• **DATA EXTRACT**
########
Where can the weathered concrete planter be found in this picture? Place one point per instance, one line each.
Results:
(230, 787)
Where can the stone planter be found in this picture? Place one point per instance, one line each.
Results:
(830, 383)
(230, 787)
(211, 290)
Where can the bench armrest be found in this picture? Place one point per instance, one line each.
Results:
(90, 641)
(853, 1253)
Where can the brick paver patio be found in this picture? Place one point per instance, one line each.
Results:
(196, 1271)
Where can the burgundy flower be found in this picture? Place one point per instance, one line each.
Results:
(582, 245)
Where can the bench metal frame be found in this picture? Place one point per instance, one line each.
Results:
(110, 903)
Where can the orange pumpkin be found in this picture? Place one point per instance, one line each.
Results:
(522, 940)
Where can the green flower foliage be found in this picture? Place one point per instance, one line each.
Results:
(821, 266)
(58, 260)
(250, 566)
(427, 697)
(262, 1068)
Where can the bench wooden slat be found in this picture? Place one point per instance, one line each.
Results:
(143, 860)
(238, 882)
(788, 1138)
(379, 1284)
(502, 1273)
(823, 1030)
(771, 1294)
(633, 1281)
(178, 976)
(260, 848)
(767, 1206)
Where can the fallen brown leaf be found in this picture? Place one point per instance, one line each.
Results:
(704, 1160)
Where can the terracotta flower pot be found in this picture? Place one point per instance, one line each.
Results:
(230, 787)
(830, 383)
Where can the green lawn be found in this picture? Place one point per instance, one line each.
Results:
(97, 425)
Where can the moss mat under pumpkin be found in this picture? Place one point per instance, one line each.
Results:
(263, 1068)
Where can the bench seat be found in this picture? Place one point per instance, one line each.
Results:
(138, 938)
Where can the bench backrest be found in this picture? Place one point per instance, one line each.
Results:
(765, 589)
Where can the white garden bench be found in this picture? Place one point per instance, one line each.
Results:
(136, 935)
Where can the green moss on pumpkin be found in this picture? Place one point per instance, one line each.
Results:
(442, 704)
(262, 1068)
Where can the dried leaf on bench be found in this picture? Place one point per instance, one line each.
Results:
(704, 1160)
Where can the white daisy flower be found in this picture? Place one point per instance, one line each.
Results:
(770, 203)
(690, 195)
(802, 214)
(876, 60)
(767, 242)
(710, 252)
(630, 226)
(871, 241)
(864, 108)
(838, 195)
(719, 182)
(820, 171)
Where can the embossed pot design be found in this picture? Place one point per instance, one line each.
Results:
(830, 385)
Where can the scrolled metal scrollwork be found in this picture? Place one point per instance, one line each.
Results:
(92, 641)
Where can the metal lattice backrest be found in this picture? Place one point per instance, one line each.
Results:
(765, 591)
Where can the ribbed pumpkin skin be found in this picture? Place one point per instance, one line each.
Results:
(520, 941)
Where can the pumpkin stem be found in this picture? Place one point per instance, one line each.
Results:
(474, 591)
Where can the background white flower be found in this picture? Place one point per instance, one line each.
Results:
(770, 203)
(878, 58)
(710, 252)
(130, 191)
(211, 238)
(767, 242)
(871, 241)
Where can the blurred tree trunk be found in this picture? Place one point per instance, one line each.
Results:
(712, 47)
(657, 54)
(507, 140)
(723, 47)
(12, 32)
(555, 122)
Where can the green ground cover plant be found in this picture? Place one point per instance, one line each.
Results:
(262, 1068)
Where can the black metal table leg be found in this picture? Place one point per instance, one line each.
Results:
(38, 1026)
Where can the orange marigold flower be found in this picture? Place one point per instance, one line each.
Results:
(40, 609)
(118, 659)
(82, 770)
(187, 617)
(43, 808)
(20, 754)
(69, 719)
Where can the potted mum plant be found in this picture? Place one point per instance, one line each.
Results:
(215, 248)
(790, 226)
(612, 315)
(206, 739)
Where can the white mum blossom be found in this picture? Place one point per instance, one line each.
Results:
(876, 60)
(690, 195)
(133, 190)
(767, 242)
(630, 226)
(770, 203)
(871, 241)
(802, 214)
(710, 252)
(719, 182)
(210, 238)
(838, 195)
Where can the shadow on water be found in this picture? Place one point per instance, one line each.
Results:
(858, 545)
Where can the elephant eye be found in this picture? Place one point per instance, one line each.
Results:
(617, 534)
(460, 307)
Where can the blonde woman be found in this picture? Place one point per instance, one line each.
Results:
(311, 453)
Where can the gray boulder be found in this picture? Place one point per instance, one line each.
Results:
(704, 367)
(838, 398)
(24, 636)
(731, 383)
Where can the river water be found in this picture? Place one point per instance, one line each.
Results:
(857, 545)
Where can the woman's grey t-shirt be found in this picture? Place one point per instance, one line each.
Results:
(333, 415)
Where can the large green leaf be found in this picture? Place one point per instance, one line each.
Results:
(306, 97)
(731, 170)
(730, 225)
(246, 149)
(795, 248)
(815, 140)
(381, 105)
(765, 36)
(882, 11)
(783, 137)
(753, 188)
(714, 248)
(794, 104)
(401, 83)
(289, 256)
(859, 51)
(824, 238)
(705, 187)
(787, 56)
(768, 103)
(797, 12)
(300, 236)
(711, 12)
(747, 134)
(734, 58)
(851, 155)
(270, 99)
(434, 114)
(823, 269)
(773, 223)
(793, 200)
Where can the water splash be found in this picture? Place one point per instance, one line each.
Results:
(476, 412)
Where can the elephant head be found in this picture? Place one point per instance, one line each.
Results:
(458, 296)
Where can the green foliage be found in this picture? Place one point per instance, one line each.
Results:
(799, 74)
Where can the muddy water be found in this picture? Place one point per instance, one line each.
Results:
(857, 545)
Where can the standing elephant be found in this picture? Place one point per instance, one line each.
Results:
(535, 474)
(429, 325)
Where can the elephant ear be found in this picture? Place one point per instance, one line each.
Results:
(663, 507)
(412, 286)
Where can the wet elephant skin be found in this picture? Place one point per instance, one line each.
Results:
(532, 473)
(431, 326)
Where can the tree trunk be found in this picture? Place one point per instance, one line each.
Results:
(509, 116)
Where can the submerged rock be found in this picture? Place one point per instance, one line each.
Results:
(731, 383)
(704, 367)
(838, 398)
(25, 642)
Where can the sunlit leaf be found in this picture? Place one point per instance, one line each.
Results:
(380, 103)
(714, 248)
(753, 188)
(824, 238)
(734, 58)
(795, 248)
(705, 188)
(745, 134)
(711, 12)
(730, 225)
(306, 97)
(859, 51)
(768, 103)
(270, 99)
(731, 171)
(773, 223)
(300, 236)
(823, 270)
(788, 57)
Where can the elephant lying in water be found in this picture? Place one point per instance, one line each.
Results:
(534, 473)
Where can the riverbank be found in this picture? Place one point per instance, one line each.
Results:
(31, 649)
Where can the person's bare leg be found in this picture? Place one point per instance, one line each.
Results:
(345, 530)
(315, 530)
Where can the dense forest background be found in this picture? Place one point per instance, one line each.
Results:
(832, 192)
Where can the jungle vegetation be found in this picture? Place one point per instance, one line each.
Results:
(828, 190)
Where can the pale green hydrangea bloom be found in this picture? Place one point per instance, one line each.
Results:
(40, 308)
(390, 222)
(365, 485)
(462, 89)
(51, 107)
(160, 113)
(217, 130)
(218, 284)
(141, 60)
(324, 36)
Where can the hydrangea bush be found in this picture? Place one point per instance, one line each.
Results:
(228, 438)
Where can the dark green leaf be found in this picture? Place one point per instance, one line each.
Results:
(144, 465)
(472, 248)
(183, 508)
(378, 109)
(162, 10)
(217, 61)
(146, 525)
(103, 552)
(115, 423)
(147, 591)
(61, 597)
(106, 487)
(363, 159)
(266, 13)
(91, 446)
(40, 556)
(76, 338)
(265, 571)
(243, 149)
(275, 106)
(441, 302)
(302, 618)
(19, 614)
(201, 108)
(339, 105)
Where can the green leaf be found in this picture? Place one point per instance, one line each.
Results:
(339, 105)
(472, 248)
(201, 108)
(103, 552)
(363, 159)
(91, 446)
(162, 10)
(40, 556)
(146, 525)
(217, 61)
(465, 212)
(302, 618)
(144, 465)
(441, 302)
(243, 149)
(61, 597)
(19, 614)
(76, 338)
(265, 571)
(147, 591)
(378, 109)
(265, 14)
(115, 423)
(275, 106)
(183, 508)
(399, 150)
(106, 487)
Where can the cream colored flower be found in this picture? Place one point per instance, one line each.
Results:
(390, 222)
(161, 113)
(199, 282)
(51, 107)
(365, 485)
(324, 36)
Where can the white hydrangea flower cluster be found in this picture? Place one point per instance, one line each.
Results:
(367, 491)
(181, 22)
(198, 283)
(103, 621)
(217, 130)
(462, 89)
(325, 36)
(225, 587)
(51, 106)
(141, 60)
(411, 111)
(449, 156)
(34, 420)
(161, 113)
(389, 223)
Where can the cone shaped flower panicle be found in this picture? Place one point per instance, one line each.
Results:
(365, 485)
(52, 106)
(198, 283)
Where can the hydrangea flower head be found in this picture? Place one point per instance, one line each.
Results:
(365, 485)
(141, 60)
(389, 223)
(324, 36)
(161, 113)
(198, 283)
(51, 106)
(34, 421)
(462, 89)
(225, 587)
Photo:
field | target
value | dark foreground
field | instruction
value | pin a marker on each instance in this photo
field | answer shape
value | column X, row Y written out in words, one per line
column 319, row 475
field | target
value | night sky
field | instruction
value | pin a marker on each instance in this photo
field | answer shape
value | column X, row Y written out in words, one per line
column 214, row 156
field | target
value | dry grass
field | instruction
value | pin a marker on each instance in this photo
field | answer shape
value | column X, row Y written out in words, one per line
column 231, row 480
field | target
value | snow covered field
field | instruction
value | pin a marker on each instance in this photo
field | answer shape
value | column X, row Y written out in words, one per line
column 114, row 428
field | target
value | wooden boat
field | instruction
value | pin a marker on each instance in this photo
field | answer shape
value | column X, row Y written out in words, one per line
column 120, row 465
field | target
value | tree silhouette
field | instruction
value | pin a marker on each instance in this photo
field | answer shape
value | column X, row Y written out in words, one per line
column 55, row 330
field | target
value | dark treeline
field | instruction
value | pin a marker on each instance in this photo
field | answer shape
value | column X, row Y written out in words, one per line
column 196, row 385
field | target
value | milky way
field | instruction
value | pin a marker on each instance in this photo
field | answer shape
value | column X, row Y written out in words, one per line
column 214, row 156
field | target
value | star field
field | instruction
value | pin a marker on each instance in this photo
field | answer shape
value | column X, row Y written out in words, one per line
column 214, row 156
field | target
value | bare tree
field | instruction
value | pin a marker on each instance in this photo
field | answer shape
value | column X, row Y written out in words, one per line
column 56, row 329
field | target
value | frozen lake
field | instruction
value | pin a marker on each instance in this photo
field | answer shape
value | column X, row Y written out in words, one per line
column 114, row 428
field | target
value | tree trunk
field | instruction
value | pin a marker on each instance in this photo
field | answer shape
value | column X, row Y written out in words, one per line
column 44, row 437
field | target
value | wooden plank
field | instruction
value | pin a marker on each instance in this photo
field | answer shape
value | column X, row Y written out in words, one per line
########
• **DESCRIPTION OF THE TASK**
Go through the material above and count the lines that contain "leaf"; give that number alone.

• **TASK RESPONSE**
6